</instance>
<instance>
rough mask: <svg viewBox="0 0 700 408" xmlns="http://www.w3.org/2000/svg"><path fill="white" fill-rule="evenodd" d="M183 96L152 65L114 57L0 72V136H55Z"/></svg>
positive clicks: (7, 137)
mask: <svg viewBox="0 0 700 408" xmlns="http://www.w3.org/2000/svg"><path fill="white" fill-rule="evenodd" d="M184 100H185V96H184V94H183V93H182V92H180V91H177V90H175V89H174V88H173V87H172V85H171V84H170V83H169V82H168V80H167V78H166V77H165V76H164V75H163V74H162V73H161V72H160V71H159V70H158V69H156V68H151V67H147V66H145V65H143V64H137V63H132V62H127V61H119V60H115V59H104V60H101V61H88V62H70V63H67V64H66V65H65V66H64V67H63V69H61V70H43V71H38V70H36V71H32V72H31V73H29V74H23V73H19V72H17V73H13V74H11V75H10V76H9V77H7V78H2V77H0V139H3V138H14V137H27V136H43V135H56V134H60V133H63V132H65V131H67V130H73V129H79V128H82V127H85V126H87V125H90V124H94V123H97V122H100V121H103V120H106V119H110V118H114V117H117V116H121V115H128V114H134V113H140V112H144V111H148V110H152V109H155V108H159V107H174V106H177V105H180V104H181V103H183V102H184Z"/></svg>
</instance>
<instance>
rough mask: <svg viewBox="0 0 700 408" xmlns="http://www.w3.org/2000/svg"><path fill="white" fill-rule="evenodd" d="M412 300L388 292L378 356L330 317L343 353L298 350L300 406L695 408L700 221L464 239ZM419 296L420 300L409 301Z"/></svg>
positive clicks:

++++++++

Work request: Count the lines in the rows above that contain "rough", treating uppercase and lowercase as different. Reply with the number only.

Exercise result: 2